#### Set problem a:
In the collected data entries, substitute "foreleg" for "front leg" from the line with "Task: indicate the goat's front" up to and including the line with "x=230 y=252". Reproduce only those lines, leaving everything else unchanged.

#### Supplied text:
We reviewed the Companys implementation of Ind AS 115, including recognition of the effect on opening equity and changes to procedures, accounting guidelines, disclosures and systems to support correct revenue recognition. We reviewed and discussed the accounting policy including the key accounting estimates and judgements made by management.
We tested the relevant internal controls used to ensure the completeness, accuracy and timing of revenue recognised.
We read a sample of contracts to assess whether the method for recognition of revenue was relevant and consistent with Ind AS 115 and had been applied consistently. We focused on contract classification, allocation of income and cost to the individual performance obligations and timing of transfer of control.
We evaluated the significant judgements and estimates made by management in applying accounting policy to sample of contracts and we obtained evidence to support them, including contractual agreements, delivery records. We also considered the historical outturns of estimates used in prior periods.

Refer note 2.8 of the financial statements.

We applied Audit Techniques to establish, whether any revenue has been recognized where no corresponding accounts receivable or cash has been recorded in the general ledger

Other Information

The Companys management and Board of Directors are responsible for the preparation of the other information. The other information comprises the information included in the Management Discussion and Analysis, Boards Report including Annexures there to, Business Responsibility and sustainable Report, Corporate Governance and Shareholders information, but does not include the standalone financial statements and auditors report thereon.

Our opinion on the standalone financial statements does not cover the other information and we do not express any form of assurance conclusion thereon. In connection with our audit of the standalone financial statements, our responsibility is to read the other information identified above and, in doing so, consider whether the other information is materially inconsistent with the standalone financial statements, or our knowledge obtained during the course of our audit or otherwise appears to be materially misstated.

If, based on the work we have performed on the other information that we obtained prior to the date of this auditors report, we conclude that there is a material misstatement of this other information, we are required to report that fact. We have nothing to report in this regard.

When we read the additional information, as mentioned above, that would be included in the Integrated Report, if we conclude that there is a material misstatement therein, we are required to communicate the matter to those charged with governance and take appropriate actions as applicable under the relevant laws and regulations.

Responsibility of Management and those charged with Governance for the Standalone financial statements The Companys management and Board of Directors are responsible for the matters stated in section 134(5) of the Act with respect to the preparation of these standalone financial statements that give a true and fair view of the financial position, financial performance, changes in equity and cash flows of the Company in accordance with accounting principle generally accepted in India, including Indian Accounting Standards specified under section 133 of the Act. This responsibility also includes maintenance of adequate accounting records in accordance with the provisions of the Act for safeguarding the assets of the Company and for preventing and detecting frauds and other irregularities; selection and application of appropriate accounting policies; making judgments and estimates that are reasonable and prudent; and design, implementation and maintenance of adequate internal financial controls, that were operating effectively for ensuring the accuracy and completeness of the accounting records, relevant to the preparation and presentation of the standalone financial statements that give a true and fair view and are free from material misstatement, whether due to fraud or error.

#### Set problem b:
Pick up the auditor's report on the standalone financial statements after its final sentence and carry it forward.

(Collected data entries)
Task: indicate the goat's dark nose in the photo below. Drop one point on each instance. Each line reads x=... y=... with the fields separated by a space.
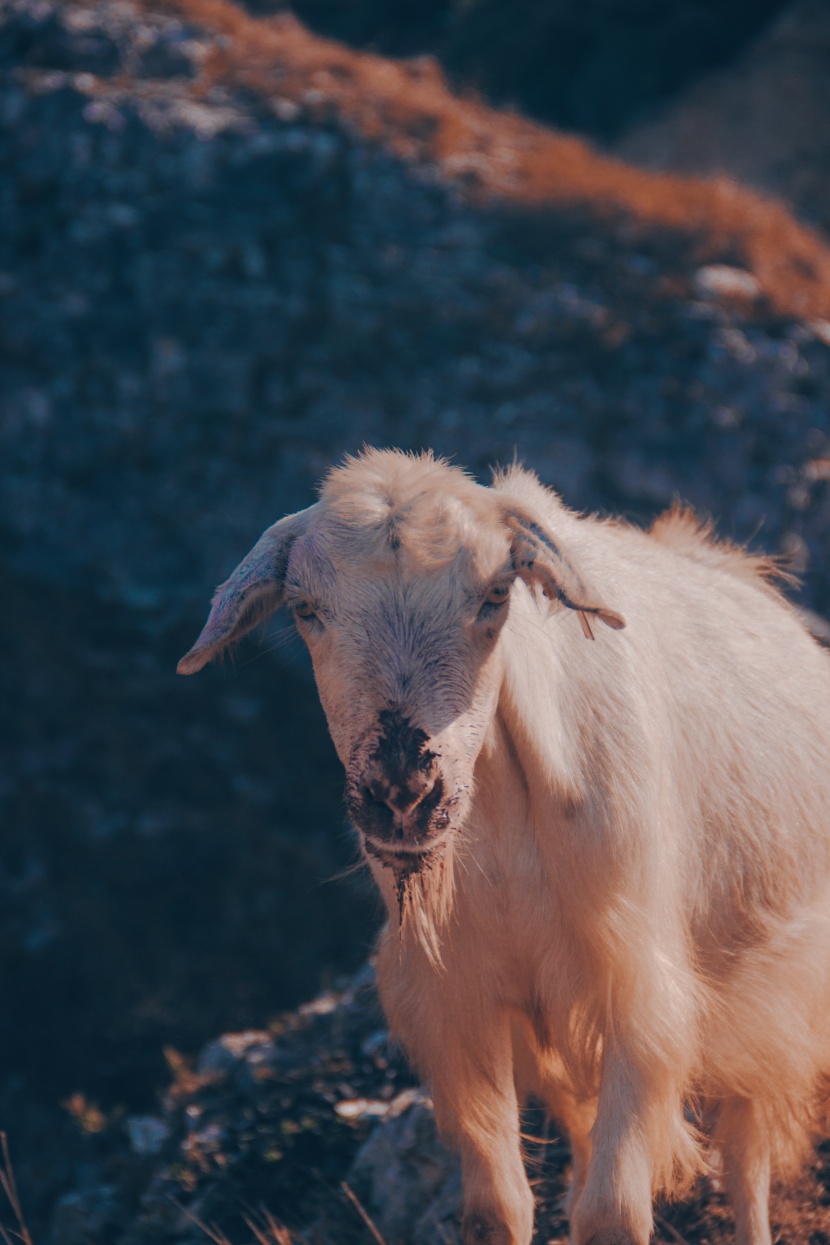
x=405 y=796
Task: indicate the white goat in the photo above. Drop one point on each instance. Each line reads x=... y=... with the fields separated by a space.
x=606 y=865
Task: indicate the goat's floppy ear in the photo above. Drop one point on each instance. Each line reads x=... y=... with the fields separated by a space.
x=539 y=559
x=251 y=594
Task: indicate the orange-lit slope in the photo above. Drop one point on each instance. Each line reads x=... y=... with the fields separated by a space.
x=410 y=107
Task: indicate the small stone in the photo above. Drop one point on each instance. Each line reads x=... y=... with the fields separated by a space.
x=722 y=281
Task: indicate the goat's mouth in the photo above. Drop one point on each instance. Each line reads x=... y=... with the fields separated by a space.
x=405 y=860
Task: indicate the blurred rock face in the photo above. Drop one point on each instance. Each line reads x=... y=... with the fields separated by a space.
x=762 y=121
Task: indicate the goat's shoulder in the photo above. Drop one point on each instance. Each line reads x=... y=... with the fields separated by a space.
x=688 y=535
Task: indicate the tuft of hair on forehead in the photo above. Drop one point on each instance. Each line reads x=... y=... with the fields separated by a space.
x=413 y=502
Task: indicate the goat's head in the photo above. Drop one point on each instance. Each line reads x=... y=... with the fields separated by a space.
x=398 y=579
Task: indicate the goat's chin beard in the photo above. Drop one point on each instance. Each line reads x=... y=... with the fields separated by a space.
x=423 y=889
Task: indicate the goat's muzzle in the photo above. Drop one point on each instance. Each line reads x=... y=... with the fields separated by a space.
x=397 y=796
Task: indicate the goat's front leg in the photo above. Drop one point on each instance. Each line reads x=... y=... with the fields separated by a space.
x=463 y=1048
x=477 y=1111
x=743 y=1139
x=640 y=1132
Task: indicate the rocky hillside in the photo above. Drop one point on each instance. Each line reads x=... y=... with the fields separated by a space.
x=230 y=252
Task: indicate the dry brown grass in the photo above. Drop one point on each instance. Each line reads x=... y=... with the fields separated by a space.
x=410 y=107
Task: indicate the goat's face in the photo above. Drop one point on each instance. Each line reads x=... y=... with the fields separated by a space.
x=400 y=583
x=403 y=639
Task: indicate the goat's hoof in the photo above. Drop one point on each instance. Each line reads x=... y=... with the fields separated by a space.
x=484 y=1228
x=615 y=1236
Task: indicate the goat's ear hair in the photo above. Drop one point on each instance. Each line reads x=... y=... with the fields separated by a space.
x=251 y=594
x=539 y=559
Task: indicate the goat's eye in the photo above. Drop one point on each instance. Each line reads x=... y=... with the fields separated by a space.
x=497 y=596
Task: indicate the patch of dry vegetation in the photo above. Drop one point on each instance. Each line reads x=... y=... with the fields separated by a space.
x=408 y=107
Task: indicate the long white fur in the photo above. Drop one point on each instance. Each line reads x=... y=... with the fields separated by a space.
x=631 y=919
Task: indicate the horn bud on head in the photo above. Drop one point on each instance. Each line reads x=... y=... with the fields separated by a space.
x=539 y=559
x=250 y=595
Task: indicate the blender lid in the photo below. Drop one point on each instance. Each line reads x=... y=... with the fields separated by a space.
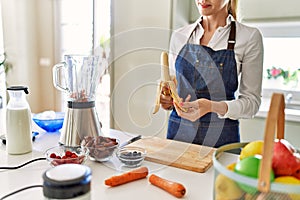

#### Task output a:
Task: indicate the goat's foreleg in the photo above. Drop one point on each instance. Each line reads x=... y=... with the fields separated by a space.
x=463 y=1048
x=477 y=1111
x=743 y=1139
x=640 y=1132
Task: indicate the rocky hillside in the photo above. Drop one point on each instance. Each line reads x=... y=... with the fields separated by a space.
x=230 y=252

#### Task output b:
In preparing the standalone financial statements, management and Board of Directors are responsible for assessing the Companys ability to continue as a going concern, disclosing, as applicable, matters related to going concern and using the going concern basis of accounting unless management and Board of Directors either intends to liquidate the Company or to cease operations, or has no realistic alternative but to do so.

The Board of Directors of the Company are responsible for overseeing the Companys financial reporting process.

Auditors Responsibility for the Audit of the Standalone financial statements

Our objectives are to obtain reasonable assurance about whether the standalone financial statements as a whole are free from material misstatement, whether due to fraud or error, and to issue an auditors report that includes our opinion. Reasonable assurance is a high level of assurance but is not a guarantee that an audit conducted in accordance with SAs will always detect a material misstatement when it exists. Misstatements can arise from fraud or error and are considered material if, individually or in the aggregate, they could reasonably be expected to influence the economic decisions of users taken on the basis of these standalone financial statements.

As part of an audit in accordance with SAs, we exercise professional judgment and maintain professional scepticism throughout the audit. We also:

? Identify and assess the risks of material misstatement of the standalone financial statements, whether due to fraud or error, design and perform audit procedures responsive to those risks, and obtain audit evidence that is sufficient and appropriate to provide a basis for our opinion. The risk of not detecting a material misstatement resulting from fraud is higher than for one resulting from error, as fraud may involve collusion, forgery, intentional omissions, misrepresentations, or the override of internal controls.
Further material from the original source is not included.